--- Page text ---
○ ○ ○ ○ ○ ○ ○

D1: This table contains the series adjusted for:

• 1) user supplied "prior adjustment factors" from part A.
• 2) trading-day effects, if requested.
• 3) extreme irregular values as calculated in part C.

D2: A 2x12 MA of D1 is computed as a preliminary estimate of the trend component:

1) average every 12 consecutive observations: $Y_t = \frac{1}{12}\sum_{j=-5}^6{X_{t+j}}$

2) average every 2 consecutive values of the 12-term averages. $Z_t = \frac{1}{2}(Y_t + Y_{t-1})$

Substituting the 12-term average into the expression for the 2-term average, we obtain the 2x12 MA: $Z_t = \frac{1}{24}X_{t+6} + \frac{2}{24}(\sum_{j=-5}^5X_{t+j}) + \frac{1}{24}X_{t-6} = MA(X_t)$

We apply the 2x12 MA to the series: MA(Xt) = MA(Tt + St + It) = MA(Tt) + MA(St) + MA(It)

Under the assumptions:

1) $\sum_{j=-5}^6 S_{t+j} = 0$, then MA(St) = 0 -- the sum of every 12 consecutive seasonals is zero for a a process with ‘stable seasonals’.

2) Tt = a + bt, then MA(Tt) = a + bt - a linear trend component.

3) It is a purely random process, then MA(It)0.

Then MA(Xt) = a + bt = Tt. That is, table D2 approximates the trend.

D3: This table is not used.

D4: Trend adjusted series is calculated as:

D4 = D1 − D2 = S + I These are referred to as the SI sums (or ratios for a multiplicative model).

D5: A 3x3 MA (a 5-term MA) is applied to the D4 data for each month separately. This estimates the seasonal component from the SI sums.

D5 = MA(D4) = MA(S) + MA(I)

$MA(St) = \frac{1}{9}S_{t+24} + \frac{2}{9}S_{t+12} + \frac{3}{9}{S_t} + \frac{2}{9}S_{t-12} +\frac{1}{9}S_{t-24}$

MA(It) = 0

The weights of this MA have a triangular distribution, where more central observations on S are given more weight. Thus a "smoothed" estimate of S is calculated in this step. Note that this filter will exactly replicate a stable seasonal pattern for and given month because the sum of the weights is 1.

D6: D6 = D1 − D5 = T + I

This is the original series less the seasonal factor estimates, or a preliminary seasonally adjusted series.

○ ○ ○ ○ ○ ○ ○

Set down, word for word, the part of the seasonal adjustment text starting at "D2: A 2x12 MA" and ending at "with ‘stable seasonals’.".

○ ○ ○ ○ ○ ○ ○

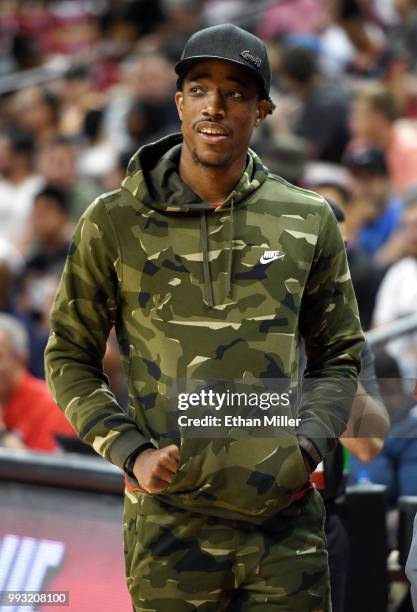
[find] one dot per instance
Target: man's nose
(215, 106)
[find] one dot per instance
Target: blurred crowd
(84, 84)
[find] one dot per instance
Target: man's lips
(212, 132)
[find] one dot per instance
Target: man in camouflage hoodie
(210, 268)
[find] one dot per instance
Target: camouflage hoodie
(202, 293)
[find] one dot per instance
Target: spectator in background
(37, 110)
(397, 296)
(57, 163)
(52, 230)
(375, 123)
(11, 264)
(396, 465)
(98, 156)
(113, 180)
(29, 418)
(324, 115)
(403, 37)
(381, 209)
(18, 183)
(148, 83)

○ ○ ○ ○ ○ ○ ○

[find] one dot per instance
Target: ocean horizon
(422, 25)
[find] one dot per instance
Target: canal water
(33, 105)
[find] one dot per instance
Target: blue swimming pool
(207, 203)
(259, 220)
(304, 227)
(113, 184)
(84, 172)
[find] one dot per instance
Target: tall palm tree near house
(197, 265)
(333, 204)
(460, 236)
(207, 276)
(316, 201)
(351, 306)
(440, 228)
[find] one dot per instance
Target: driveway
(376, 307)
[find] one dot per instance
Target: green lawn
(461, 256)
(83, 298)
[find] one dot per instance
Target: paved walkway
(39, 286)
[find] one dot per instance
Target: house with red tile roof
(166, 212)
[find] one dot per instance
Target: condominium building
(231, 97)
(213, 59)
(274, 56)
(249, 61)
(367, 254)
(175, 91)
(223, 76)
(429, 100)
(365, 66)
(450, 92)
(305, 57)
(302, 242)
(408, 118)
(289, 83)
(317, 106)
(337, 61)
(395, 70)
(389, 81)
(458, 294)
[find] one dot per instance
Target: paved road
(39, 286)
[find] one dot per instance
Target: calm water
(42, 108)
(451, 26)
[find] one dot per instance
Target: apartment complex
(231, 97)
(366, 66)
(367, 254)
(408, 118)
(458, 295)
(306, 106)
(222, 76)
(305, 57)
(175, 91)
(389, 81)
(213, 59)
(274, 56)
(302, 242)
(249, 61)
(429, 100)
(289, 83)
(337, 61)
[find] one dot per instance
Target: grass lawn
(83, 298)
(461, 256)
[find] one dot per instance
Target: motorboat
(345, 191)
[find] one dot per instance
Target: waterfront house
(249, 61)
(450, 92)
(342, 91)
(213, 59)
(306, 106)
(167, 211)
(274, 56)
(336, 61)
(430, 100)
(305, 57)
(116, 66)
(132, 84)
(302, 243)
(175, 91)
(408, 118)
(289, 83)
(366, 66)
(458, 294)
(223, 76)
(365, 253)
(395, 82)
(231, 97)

○ ○ ○ ○ ○ ○ ○

--- Solution to this problem ---
D2: A 2x12 MA of D1 is computed as a preliminary estimate of the trend component:

1) average every 12 consecutive observations: $Y_t = \frac{1}{12}\sum_{j=-5}^6{X_{t+j}}$

2) average every 2 consecutive values of the 12-term averages. $Z_t = \frac{1}{2}(Y_t + Y_{t-1})$

Substituting the 12-term average into the expression for the 2-term average, we obtain the 2x12 MA: $Z_t = \frac{1}{24}X_{t+6} + \frac{2}{24}(\sum_{j=-5}^5X_{t+j}) + \frac{1}{24}X_{t-6} = MA(X_t)$

We apply the 2x12 MA to the series: MA(Xt) = MA(Tt + St + It) = MA(Tt) + MA(St) + MA(It)

Under the assumptions:

1) $\sum_{j=-5}^6 S_{t+j} = 0$, then MA(St) = 0 -- the sum of every 12 consecutive seasonals is zero for a a process with ‘stable seasonals’.